[Collection entries]
»»

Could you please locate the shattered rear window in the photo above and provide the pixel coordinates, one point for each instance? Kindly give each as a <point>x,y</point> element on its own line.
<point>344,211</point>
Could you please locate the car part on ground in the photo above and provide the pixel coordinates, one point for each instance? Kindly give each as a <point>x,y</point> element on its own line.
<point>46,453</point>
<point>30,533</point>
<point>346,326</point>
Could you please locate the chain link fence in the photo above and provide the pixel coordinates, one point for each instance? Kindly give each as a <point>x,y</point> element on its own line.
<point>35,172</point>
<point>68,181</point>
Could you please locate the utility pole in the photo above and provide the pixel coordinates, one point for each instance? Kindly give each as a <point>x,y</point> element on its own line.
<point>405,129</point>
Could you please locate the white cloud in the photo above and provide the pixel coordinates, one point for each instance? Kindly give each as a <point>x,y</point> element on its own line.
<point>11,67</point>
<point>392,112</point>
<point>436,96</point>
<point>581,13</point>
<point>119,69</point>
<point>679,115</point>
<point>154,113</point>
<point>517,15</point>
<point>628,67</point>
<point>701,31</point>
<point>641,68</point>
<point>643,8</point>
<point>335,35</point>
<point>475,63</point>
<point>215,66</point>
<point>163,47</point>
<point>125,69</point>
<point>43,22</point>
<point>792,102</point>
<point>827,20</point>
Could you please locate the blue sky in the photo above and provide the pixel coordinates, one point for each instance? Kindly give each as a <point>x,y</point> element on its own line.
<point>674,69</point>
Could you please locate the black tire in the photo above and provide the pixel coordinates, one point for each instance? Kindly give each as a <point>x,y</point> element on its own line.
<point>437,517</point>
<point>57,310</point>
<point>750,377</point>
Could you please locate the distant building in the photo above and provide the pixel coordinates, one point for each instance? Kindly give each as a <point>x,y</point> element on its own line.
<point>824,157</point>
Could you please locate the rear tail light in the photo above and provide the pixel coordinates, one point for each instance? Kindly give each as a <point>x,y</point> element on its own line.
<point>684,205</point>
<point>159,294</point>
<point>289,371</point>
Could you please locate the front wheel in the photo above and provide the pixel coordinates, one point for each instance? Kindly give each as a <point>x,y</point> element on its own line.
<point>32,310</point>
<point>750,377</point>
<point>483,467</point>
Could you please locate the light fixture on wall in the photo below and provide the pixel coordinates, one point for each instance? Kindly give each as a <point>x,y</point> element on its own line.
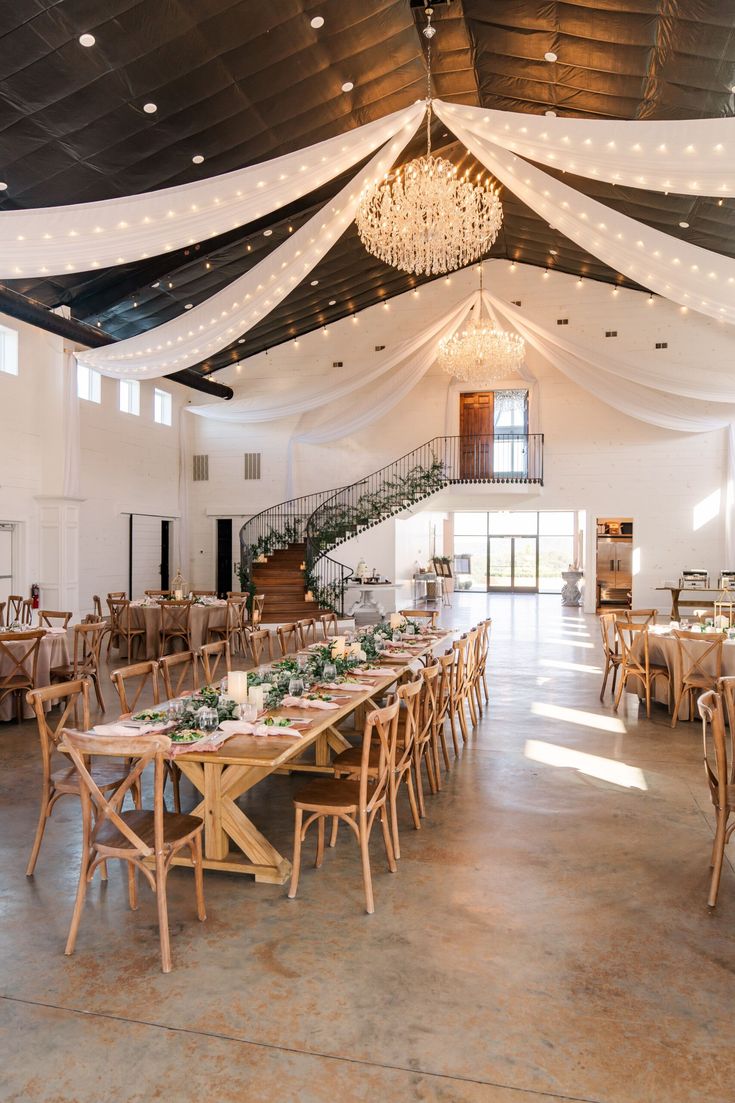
<point>482,353</point>
<point>424,218</point>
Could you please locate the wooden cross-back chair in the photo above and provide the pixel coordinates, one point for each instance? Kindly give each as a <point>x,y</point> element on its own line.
<point>349,763</point>
<point>60,778</point>
<point>216,661</point>
<point>19,665</point>
<point>108,832</point>
<point>85,657</point>
<point>695,674</point>
<point>131,681</point>
<point>635,662</point>
<point>121,627</point>
<point>720,770</point>
<point>355,802</point>
<point>233,630</point>
<point>176,624</point>
<point>53,618</point>
<point>14,608</point>
<point>257,641</point>
<point>329,625</point>
<point>307,631</point>
<point>610,651</point>
<point>180,673</point>
<point>288,638</point>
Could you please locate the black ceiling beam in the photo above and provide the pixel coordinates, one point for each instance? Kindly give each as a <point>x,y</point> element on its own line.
<point>25,310</point>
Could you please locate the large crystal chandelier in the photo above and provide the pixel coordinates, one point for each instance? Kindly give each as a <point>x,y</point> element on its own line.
<point>426,218</point>
<point>481,354</point>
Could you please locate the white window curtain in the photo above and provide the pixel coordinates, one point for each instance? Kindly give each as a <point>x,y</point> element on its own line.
<point>691,157</point>
<point>685,274</point>
<point>85,236</point>
<point>215,323</point>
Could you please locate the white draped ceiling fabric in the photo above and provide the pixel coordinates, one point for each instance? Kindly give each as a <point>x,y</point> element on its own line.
<point>685,274</point>
<point>84,236</point>
<point>216,322</point>
<point>688,157</point>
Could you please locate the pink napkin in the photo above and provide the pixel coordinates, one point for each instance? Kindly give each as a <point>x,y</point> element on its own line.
<point>305,703</point>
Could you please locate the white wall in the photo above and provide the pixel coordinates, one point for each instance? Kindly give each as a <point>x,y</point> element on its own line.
<point>127,463</point>
<point>595,459</point>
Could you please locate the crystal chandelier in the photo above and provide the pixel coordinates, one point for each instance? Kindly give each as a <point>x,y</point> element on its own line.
<point>481,354</point>
<point>426,218</point>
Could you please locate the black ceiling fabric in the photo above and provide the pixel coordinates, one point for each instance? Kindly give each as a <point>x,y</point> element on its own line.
<point>244,81</point>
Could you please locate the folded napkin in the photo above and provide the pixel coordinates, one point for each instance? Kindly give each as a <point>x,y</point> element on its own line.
<point>305,703</point>
<point>354,686</point>
<point>245,728</point>
<point>129,729</point>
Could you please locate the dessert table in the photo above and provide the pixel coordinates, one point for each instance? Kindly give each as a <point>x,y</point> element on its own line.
<point>244,760</point>
<point>53,651</point>
<point>210,613</point>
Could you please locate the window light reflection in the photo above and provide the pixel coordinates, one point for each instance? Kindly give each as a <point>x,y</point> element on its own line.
<point>593,766</point>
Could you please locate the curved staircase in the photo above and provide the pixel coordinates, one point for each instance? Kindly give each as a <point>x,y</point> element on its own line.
<point>285,549</point>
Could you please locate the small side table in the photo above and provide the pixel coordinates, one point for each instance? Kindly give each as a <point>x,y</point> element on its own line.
<point>571,591</point>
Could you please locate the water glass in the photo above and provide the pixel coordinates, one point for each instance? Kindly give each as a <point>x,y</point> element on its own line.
<point>208,720</point>
<point>296,686</point>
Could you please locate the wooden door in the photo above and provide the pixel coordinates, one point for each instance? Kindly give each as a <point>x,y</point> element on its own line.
<point>476,431</point>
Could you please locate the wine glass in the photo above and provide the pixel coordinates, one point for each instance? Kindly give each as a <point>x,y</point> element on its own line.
<point>296,686</point>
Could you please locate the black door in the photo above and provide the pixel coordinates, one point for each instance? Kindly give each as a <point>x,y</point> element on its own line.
<point>224,556</point>
<point>166,553</point>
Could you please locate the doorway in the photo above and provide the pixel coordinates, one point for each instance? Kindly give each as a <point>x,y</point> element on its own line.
<point>224,556</point>
<point>476,428</point>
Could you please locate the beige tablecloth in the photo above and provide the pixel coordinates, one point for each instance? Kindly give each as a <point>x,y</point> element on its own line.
<point>52,652</point>
<point>202,619</point>
<point>662,651</point>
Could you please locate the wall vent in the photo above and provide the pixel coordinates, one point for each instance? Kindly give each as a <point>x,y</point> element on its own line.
<point>252,464</point>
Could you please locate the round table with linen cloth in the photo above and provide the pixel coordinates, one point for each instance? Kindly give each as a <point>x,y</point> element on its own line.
<point>209,613</point>
<point>663,651</point>
<point>53,651</point>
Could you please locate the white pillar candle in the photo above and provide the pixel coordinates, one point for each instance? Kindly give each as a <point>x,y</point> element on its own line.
<point>256,696</point>
<point>237,686</point>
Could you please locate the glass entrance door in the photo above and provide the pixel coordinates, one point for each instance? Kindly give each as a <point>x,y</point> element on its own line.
<point>513,563</point>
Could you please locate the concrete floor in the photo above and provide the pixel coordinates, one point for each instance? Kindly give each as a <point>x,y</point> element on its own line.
<point>546,935</point>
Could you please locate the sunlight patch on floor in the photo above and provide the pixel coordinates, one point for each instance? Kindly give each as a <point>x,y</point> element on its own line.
<point>593,766</point>
<point>578,716</point>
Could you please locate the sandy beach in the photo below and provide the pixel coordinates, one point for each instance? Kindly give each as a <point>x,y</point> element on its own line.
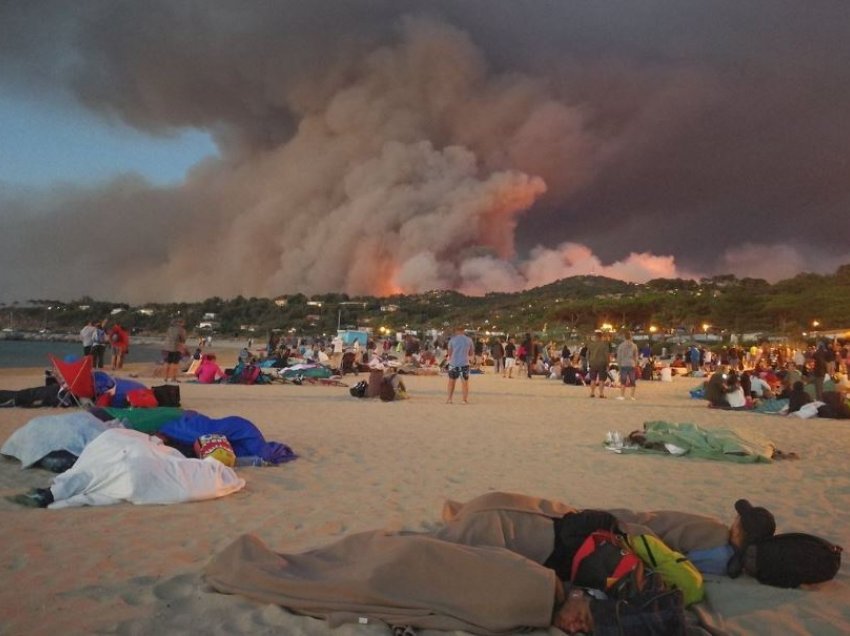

««

**SET PROBLEM**
Output the rows above as a Markdown table with columns headed Number and Line, one line per table row. Number them in order, omit blank lines, and leave the pictures out.

**RESPONSE FOR THIS EXERCISE**
| Number | Line |
|---|---|
| 1 | Could you please locate the shattered rear window in the photo above and provide the pixel coordinates, one point for each instance? Kindly give each as a <point>x,y</point> element on its own line. |
| 2 | <point>344,211</point> |
| 3 | Could you please locate the car part on ground in the photo above and provide the pixel coordinates, one point for each instance? Kindly give each as a <point>x,y</point> element on its own line. |
| 4 | <point>46,453</point> |
| 5 | <point>30,533</point> |
| 6 | <point>346,326</point> |
| 7 | Could you please locate the chain link fence in the photo above and provide the pixel coordinates, one point for each instance? Kindly give each as a <point>x,y</point> element on its own line. |
| 8 | <point>35,172</point> |
| 9 | <point>68,181</point> |
| 10 | Could you please locate the utility pole in the photo above and provide the pixel coordinates, one point for each instance? Kindly give each as a <point>x,y</point> element on its own line. |
| 11 | <point>405,129</point> |
| 12 | Could you please locate the white cloud in the photo above and provide the pixel coordinates, one point for each instance? Kindly give each as a <point>x,y</point> element on its own line. |
| 13 | <point>11,67</point> |
| 14 | <point>392,112</point> |
| 15 | <point>436,96</point> |
| 16 | <point>581,13</point> |
| 17 | <point>119,69</point> |
| 18 | <point>679,115</point> |
| 19 | <point>154,113</point> |
| 20 | <point>517,15</point> |
| 21 | <point>628,67</point> |
| 22 | <point>701,31</point> |
| 23 | <point>641,68</point> |
| 24 | <point>643,8</point> |
| 25 | <point>335,35</point> |
| 26 | <point>475,63</point> |
| 27 | <point>215,66</point> |
| 28 | <point>163,47</point> |
| 29 | <point>125,69</point> |
| 30 | <point>43,22</point> |
| 31 | <point>792,102</point> |
| 32 | <point>827,20</point> |
| 33 | Could you please locate the blue sky in the photo above and provide the pixel coordinates, one point for each instance? Kindly give each as a <point>x,y</point> element on its own line. |
| 34 | <point>674,69</point> |
| 35 | Could you please locate the black tire in the photo above and provide the pixel coordinates, one point for each instance? Kindly give each as a <point>x,y</point> element on its own line. |
| 36 | <point>437,517</point> |
| 37 | <point>57,310</point> |
| 38 | <point>750,377</point> |
| 39 | Could you please locate the distant building in the photo above and provide the pixel coordinates, one point for each instance? Kindly give each as a <point>x,y</point> element on its own line. |
| 40 | <point>824,157</point> |
| 41 | Could you please locate the rear tail light in the photo above and provide the pixel coordinates, one point for each instance? Kindly give each as a <point>x,y</point> element on its own line. |
| 42 | <point>684,205</point> |
| 43 | <point>159,294</point> |
| 44 | <point>289,371</point> |
| 45 | Could you please locate the front wheel in the photo above and provide the pixel coordinates, one point for each instance? Kindly give each as a <point>x,y</point> element on its own line. |
| 46 | <point>32,310</point> |
| 47 | <point>750,377</point> |
| 48 | <point>483,467</point> |
| 49 | Could you please locate the light fixture on wall in the photo below and provide the pixel coordinates, one point for each instance? Kindly give each as a <point>x,y</point> element on its own line. |
| 50 | <point>482,353</point> |
| 51 | <point>424,218</point> |
| 52 | Could you please locate the wooden cross-back chair in the photo above and provide the pixel coordinates, one point for each instance? Kindly give each as a <point>x,y</point> element on its own line. |
| 53 | <point>349,763</point> |
| 54 | <point>60,778</point> |
| 55 | <point>216,661</point> |
| 56 | <point>19,665</point> |
| 57 | <point>108,832</point> |
| 58 | <point>85,657</point> |
| 59 | <point>695,674</point> |
| 60 | <point>131,681</point> |
| 61 | <point>635,662</point> |
| 62 | <point>121,627</point> |
| 63 | <point>720,770</point> |
| 64 | <point>355,802</point> |
| 65 | <point>233,630</point> |
| 66 | <point>176,624</point> |
| 67 | <point>53,618</point> |
| 68 | <point>14,608</point> |
| 69 | <point>257,641</point> |
| 70 | <point>329,625</point> |
| 71 | <point>307,631</point> |
| 72 | <point>610,651</point> |
| 73 | <point>180,673</point> |
| 74 | <point>288,638</point> |
| 75 | Could you please locate the black ceiling beam in the photo above and provide the pixel coordinates, one point for each instance? Kindly give each as a <point>x,y</point> element on its own line. |
| 76 | <point>25,310</point> |
| 77 | Could you please locate the large crystal chandelier in the photo above and provide the pixel coordinates, one point for each instance? Kindly give each as a <point>x,y</point> element on its own line. |
| 78 | <point>426,218</point> |
| 79 | <point>481,354</point> |
| 80 | Could you please locate the white window curtain in the photo above and provide the pixel coordinates, one point for each instance? Kindly give each as a <point>x,y</point> element on its own line. |
| 81 | <point>691,157</point> |
| 82 | <point>685,274</point> |
| 83 | <point>85,236</point> |
| 84 | <point>215,323</point> |
| 85 | Could you please locate the white draped ceiling fabric in the photo above and provide the pixel coordinates, one point for each instance? Kindly give each as a <point>x,y</point> element on its own line. |
| 86 | <point>685,274</point> |
| 87 | <point>84,236</point> |
| 88 | <point>216,322</point> |
| 89 | <point>688,157</point> |
| 90 | Could you please locate the pink napkin in the photo above and provide the pixel coordinates, one point for each instance? Kindly give each as a <point>x,y</point> element on its own line. |
| 91 | <point>305,703</point> |
| 92 | Could you please locate the white wall in the photo above and provide the pixel coordinates, one point for each instance? Kindly give each as a <point>x,y</point> element on its own line. |
| 93 | <point>127,463</point> |
| 94 | <point>595,459</point> |
| 95 | Could you please locate the crystal chandelier in the photo above and provide the pixel coordinates, one point for each instance? Kindly give each as a <point>x,y</point> element on its own line. |
| 96 | <point>481,354</point> |
| 97 | <point>426,218</point> |
| 98 | Could you please locate the black ceiling fabric in the photo above and provide the pixel coordinates, one point for each instance? Kindly give each as a <point>x,y</point> element on its own line. |
| 99 | <point>244,81</point> |
| 100 | Could you please locate the folded napkin in the photo above and provide the pixel coordinates, one point for each instance? Kindly give each as a <point>x,y</point> element on its own line. |
| 101 | <point>305,703</point> |
| 102 | <point>354,686</point> |
| 103 | <point>245,728</point> |
| 104 | <point>129,729</point> |
| 105 | Could you please locate the dessert table in the photo above and provide the pixel coordinates, one point for each instance? Kindly give each as a <point>x,y</point> element on its own line. |
| 106 | <point>244,760</point> |
| 107 | <point>53,651</point> |
| 108 | <point>210,613</point> |
| 109 | Could you please locate the window light reflection in the photo above and provide the pixel coordinates, one point for each instance? Kindly give each as a <point>x,y</point> element on its own line. |
| 110 | <point>593,766</point> |
| 111 | Could you please locate the curved staircase in the photo above and provide the pixel coordinates, one point for each instance? Kindly give each as a <point>x,y</point> element on its own line. |
| 112 | <point>285,549</point> |
| 113 | Could you please locate the small side table in the photo above and provide the pixel coordinates, one point for each instance? Kindly give each as a <point>x,y</point> element on its own line. |
| 114 | <point>571,591</point> |
| 115 | Could you please locate the water glass in the photo above and provide the pixel coordinates, one point for each instance? Kindly give each as a <point>x,y</point> element on its own line. |
| 116 | <point>208,720</point> |
| 117 | <point>296,686</point> |
| 118 | Could you please locate the wooden door in the photo above and provide the pixel coordinates, one point for each instance? Kindly give each as a <point>x,y</point> element on its own line. |
| 119 | <point>476,431</point> |
| 120 | Could you please locate the wine glass in the photo above and provide the pixel coordinates, one point for each instance? Kindly give each as a <point>x,y</point> element on its own line. |
| 121 | <point>296,686</point> |
| 122 | Could you please locate the black door in the photo above and provide the pixel coordinates, one point for each instance? Kindly give each as a <point>x,y</point> element on its own line. |
| 123 | <point>224,556</point> |
| 124 | <point>166,553</point> |
| 125 | Could you please locate the doorway in the photo above and provide the pixel coordinates, one point for each instance? Kindly give each as a <point>x,y</point> element on its own line. |
| 126 | <point>224,556</point> |
| 127 | <point>476,428</point> |
| 128 | Could you please locate the beige tablecloth in the photo above and provide the pixel coordinates, one point for each instance? Kindly give each as a <point>x,y</point> element on its own line. |
| 129 | <point>52,652</point> |
| 130 | <point>202,619</point> |
| 131 | <point>662,651</point> |
| 132 | Could you please locate the wall vent in the photo above and provide the pixel coordinates, one point for each instance? Kindly give each as a <point>x,y</point> element on its own line. |
| 133 | <point>252,464</point> |
| 134 | Could you please locate the round table with linen cloth in the photo above and provide the pixel coordinates, one point for each instance? Kindly give each as a <point>x,y</point> element on its own line. |
| 135 | <point>209,613</point> |
| 136 | <point>663,651</point> |
| 137 | <point>53,651</point> |
| 138 | Could you please locate the white pillar candle in the photo above and provide the pixel coordinates, one point for each instance? Kindly give each as a <point>x,y</point> element on its own line. |
| 139 | <point>256,696</point> |
| 140 | <point>237,686</point> |
| 141 | Could you please locate the glass entrance door in the photo above and provide the pixel coordinates, one point for each instance? Kindly give each as a <point>x,y</point> element on its own line. |
| 142 | <point>513,563</point> |
| 143 | Could you please locate the concrete floor in the photo above and provide the pixel coordinates, one point for each instance? Kindly give each as a <point>x,y</point> element on its own line. |
| 144 | <point>546,935</point> |
| 145 | Could you please locate the sunlight patch on floor in the photo above and provide the pixel coordinates, one point for each instance? Kindly give each as a <point>x,y</point> element on its own line. |
| 146 | <point>593,766</point> |
| 147 | <point>578,716</point> |
| 148 | Could you please locate the sandy beach in the photo below and provide the pixel coordinates, one point for each instance? Kindly give each as a <point>x,y</point> element on its own line. |